> _WORK TO BE COMPLETED_
The answer must consist solely of the lines from the one containing "[point] every instance of the green" to the end of the entries below, repeated exactly.

> _DATA FOR THIS TASK_
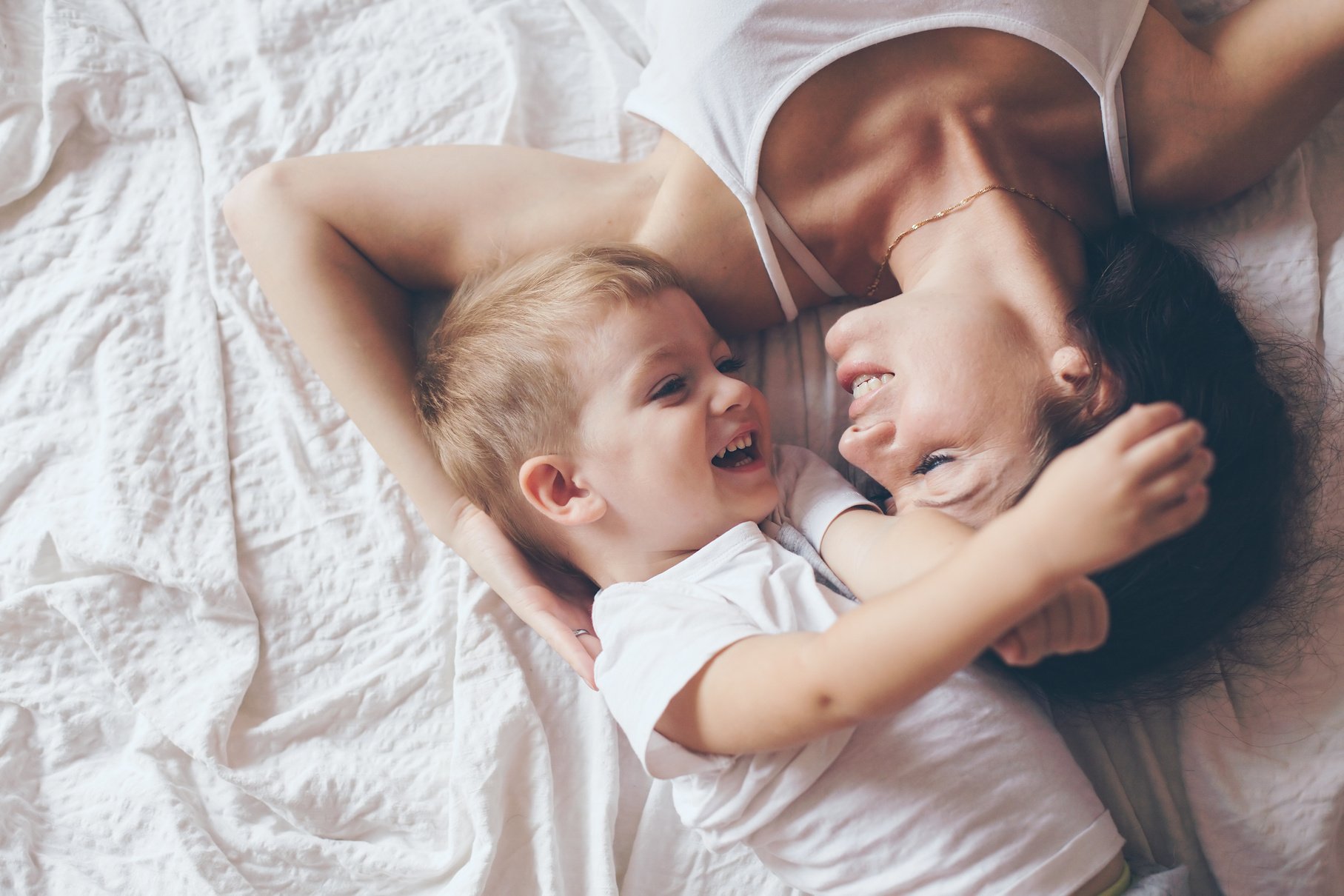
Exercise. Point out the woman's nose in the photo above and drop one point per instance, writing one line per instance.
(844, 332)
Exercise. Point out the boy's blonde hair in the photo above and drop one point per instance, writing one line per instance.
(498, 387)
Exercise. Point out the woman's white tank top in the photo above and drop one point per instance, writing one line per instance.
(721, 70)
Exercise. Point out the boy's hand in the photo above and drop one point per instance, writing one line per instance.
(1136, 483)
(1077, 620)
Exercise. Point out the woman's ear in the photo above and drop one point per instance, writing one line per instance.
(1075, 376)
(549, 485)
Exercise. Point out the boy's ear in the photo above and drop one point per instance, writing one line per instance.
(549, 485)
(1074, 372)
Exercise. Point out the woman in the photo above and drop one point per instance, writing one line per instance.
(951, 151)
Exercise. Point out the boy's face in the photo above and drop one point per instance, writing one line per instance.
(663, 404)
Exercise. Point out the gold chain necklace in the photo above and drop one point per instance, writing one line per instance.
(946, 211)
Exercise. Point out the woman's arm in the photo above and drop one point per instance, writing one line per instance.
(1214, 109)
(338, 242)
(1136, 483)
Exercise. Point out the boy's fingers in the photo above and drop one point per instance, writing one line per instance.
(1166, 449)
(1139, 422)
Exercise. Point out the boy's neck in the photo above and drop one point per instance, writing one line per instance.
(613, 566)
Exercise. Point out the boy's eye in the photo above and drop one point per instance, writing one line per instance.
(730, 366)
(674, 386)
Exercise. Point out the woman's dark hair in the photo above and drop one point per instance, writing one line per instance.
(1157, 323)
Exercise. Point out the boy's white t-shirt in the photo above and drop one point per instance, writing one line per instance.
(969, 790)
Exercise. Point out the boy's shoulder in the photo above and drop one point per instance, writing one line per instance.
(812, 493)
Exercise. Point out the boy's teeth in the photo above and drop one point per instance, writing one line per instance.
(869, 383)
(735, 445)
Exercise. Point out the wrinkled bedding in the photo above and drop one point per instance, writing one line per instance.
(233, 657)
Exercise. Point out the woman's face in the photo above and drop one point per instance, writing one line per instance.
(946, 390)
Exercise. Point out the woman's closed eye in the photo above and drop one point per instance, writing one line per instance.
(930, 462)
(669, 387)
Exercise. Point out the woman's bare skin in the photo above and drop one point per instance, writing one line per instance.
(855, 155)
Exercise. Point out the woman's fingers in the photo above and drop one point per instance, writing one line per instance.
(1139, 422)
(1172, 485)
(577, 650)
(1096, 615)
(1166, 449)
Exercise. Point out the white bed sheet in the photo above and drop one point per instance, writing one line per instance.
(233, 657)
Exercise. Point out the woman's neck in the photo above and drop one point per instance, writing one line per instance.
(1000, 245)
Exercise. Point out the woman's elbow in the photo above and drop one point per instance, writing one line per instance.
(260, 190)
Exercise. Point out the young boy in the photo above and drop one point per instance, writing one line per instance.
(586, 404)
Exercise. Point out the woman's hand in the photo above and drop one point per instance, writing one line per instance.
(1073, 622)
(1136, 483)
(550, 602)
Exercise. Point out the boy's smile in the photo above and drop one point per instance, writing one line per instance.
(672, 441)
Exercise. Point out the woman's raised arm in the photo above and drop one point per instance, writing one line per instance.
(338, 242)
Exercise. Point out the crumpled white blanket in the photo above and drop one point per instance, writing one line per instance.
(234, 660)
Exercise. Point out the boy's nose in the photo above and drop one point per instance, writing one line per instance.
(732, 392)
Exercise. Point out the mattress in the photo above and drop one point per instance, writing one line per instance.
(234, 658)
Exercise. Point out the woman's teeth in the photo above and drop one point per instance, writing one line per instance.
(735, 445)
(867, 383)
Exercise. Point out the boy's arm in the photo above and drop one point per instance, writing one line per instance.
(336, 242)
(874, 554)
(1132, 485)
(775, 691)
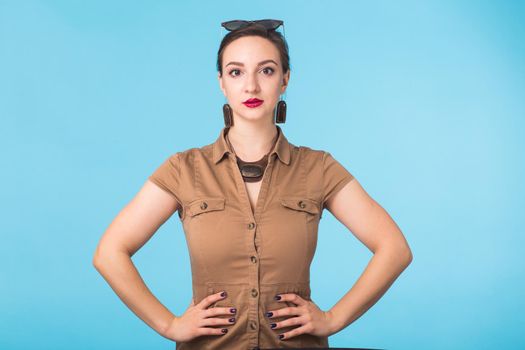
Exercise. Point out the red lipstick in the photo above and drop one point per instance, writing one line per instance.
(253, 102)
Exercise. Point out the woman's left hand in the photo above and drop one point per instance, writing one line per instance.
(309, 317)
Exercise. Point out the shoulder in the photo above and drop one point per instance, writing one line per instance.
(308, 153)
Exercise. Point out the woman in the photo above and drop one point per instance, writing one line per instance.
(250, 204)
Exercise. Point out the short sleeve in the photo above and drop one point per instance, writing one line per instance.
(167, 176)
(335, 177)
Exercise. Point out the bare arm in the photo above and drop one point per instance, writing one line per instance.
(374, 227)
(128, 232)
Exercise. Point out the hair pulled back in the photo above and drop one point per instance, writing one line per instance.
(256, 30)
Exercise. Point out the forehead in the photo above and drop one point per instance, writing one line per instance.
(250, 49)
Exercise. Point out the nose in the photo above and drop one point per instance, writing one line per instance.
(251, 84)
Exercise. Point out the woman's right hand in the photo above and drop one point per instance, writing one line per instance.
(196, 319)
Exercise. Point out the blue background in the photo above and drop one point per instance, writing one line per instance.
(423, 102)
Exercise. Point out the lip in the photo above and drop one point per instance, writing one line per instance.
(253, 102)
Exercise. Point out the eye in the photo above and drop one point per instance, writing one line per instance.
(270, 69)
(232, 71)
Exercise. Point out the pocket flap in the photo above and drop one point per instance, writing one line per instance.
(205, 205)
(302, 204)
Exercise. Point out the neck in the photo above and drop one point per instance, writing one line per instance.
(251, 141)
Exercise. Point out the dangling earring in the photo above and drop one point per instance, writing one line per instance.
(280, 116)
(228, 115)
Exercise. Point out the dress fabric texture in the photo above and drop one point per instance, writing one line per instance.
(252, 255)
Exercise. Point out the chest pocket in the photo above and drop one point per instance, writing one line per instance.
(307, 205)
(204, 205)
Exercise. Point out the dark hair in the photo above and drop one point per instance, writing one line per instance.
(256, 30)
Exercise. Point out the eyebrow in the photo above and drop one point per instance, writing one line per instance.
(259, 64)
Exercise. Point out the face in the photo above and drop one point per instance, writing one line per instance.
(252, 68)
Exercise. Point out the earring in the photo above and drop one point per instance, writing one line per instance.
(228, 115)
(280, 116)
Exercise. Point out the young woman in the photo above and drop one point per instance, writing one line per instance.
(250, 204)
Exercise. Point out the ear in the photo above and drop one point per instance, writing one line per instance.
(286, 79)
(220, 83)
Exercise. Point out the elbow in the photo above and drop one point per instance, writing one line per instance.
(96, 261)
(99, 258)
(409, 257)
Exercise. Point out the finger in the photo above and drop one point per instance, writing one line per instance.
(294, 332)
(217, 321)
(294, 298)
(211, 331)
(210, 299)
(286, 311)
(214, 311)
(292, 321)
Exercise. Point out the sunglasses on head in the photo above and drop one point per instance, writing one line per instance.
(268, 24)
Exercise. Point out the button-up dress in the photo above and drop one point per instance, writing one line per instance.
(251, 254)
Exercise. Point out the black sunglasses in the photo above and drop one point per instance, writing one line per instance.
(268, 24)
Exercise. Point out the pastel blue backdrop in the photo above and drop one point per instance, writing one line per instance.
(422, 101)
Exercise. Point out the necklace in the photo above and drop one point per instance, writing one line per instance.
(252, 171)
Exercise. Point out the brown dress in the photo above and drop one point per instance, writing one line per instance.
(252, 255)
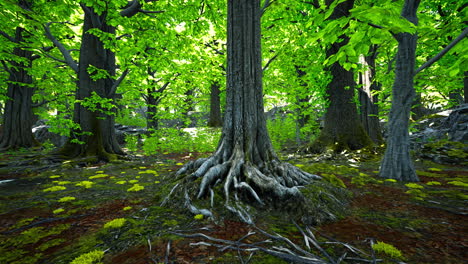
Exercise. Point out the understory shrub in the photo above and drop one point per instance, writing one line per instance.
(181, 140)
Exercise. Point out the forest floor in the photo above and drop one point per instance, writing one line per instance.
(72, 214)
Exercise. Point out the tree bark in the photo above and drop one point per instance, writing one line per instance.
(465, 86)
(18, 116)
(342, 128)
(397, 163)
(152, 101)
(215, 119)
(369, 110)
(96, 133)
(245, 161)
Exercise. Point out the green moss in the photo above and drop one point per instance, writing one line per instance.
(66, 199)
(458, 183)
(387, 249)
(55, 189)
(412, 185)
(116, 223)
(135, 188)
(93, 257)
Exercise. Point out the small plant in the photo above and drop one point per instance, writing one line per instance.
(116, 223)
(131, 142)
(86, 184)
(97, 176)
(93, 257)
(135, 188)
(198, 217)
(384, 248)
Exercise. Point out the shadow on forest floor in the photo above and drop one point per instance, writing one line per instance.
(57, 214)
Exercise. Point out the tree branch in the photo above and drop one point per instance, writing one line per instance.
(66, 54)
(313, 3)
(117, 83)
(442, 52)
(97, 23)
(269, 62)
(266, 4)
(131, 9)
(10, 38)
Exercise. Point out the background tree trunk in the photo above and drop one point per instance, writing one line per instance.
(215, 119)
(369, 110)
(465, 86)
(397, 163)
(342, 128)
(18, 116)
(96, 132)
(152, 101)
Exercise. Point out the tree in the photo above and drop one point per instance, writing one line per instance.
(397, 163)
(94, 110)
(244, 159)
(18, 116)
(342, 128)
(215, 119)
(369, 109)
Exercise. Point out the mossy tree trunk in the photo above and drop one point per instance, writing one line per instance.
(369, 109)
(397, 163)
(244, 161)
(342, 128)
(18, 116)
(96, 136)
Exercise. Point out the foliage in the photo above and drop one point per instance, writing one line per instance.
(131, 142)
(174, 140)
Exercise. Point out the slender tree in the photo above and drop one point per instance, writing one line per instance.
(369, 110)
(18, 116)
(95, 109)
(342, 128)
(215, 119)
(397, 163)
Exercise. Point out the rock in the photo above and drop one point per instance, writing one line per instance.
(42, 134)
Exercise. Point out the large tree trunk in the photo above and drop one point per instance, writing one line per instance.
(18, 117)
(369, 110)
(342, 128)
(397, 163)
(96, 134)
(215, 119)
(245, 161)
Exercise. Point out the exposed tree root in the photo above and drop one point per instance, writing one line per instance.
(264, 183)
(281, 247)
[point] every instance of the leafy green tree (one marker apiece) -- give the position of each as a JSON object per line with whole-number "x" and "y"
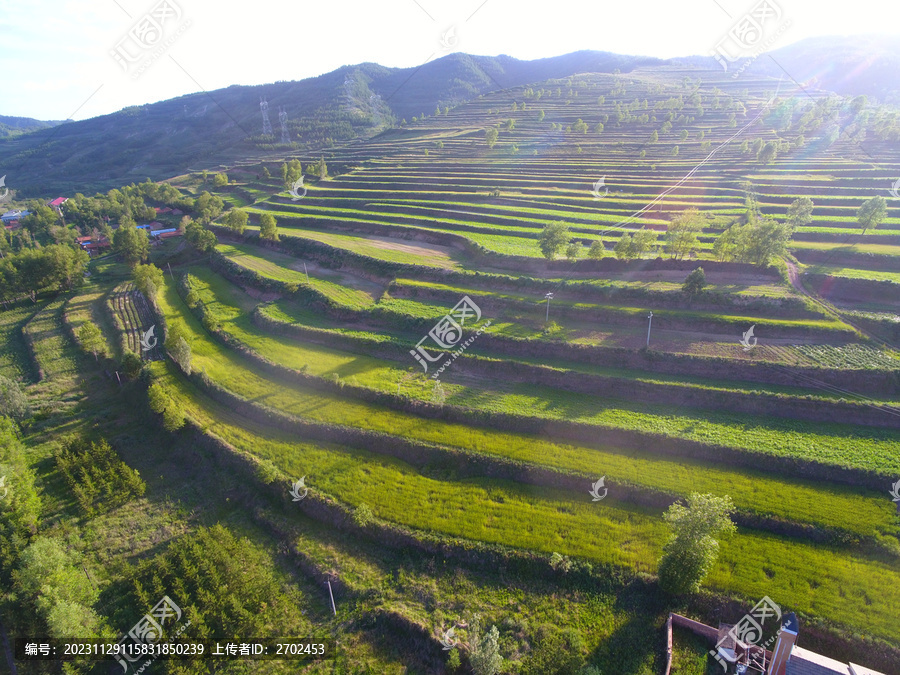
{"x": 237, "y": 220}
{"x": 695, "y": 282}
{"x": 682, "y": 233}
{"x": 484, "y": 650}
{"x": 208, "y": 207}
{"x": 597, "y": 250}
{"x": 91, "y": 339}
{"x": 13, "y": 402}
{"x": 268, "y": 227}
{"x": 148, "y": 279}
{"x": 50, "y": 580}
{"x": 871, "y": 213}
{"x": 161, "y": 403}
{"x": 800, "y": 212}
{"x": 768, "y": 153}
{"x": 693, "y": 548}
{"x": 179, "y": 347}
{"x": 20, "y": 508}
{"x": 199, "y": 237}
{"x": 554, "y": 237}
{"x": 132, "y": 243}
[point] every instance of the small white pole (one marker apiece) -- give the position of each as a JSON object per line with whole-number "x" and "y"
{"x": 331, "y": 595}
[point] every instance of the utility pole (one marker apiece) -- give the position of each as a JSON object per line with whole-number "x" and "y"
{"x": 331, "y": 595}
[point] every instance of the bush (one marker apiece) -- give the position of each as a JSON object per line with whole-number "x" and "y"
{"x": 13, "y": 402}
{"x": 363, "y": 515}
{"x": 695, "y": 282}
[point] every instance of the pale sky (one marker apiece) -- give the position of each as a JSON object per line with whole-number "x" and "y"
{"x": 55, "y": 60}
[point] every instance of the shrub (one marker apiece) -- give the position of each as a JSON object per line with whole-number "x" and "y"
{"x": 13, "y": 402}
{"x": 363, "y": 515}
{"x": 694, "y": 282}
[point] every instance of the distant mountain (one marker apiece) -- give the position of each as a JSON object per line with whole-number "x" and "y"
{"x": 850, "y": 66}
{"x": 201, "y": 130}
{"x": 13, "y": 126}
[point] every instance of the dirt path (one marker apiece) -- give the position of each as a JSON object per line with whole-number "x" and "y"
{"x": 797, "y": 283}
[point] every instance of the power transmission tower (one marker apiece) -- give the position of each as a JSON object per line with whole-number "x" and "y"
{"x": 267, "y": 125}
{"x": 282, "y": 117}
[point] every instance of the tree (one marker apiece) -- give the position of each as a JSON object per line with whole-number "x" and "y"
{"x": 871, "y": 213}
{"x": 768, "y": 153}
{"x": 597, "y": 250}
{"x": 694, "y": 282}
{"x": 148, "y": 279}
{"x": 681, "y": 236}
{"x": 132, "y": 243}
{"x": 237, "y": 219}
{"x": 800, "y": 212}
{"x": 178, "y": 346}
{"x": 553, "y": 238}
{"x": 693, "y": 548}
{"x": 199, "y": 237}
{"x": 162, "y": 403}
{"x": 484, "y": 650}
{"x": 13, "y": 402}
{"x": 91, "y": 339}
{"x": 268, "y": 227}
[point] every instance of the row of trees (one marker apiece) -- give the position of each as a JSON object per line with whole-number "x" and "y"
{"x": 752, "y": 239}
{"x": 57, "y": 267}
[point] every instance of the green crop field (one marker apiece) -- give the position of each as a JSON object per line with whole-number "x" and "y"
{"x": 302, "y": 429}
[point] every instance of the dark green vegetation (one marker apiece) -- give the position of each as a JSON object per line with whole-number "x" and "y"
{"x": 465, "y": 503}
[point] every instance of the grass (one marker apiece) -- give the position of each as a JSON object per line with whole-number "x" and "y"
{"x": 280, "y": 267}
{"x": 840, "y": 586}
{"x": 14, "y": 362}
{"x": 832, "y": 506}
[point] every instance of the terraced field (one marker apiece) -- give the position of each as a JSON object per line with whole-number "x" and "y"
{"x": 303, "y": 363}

> _WRITTEN ANSWER_
[point] every instance of the green crop field (one marker apiece) -- give the position of each as a JSON object per line with whole-number "x" and "y"
{"x": 302, "y": 429}
[point] every instance of the dark green vegetation (one marker apiece) -- give the position of each as a JSON object per line with whole-number "x" and "y"
{"x": 465, "y": 503}
[point] every instance of the grass (one marker apiece) -- give the position of each as a JSON object per line with whole-number "x" and "y"
{"x": 280, "y": 267}
{"x": 840, "y": 586}
{"x": 14, "y": 362}
{"x": 832, "y": 506}
[point] every instance of the terraced field (one marker apiece) -- give the position of each as a JSON object per line with whole-number "x" and "y"
{"x": 303, "y": 363}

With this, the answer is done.